# WHAT THE TASK ASKS:
Swap each "blue container" in the material below for "green crate", and write all the lines out again with nothing else changed. Leave the picture out of your answer.

# GIVEN INFORMATION:

______

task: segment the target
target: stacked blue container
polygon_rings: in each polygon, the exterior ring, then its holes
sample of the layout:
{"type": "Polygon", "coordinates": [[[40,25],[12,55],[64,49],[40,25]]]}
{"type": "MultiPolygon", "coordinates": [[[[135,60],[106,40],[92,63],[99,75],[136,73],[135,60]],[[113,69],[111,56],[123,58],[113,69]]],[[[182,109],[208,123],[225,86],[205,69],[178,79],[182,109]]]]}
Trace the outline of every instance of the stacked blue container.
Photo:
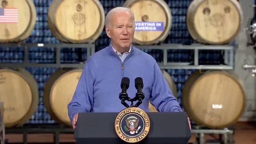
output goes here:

______

# SOLUTION FOR THIS EXERCISE:
task: segment the target
target: stacked green crate
polygon_rings: in each polygon, the exterior ring, then its holes
sample of the layout:
{"type": "Polygon", "coordinates": [[[40,25],[12,55],[64,49],[40,25]]]}
{"type": "MultiPolygon", "coordinates": [[[[135,60],[106,40],[92,63],[99,75],[136,73],[135,60]],[[113,69],[111,56],[123,58],[113,69]]],[[[182,109],[208,123],[225,86],[205,69],[178,79],[182,109]]]]}
Trace the outline of every instance of the stacked green crate.
Photo:
output goes here:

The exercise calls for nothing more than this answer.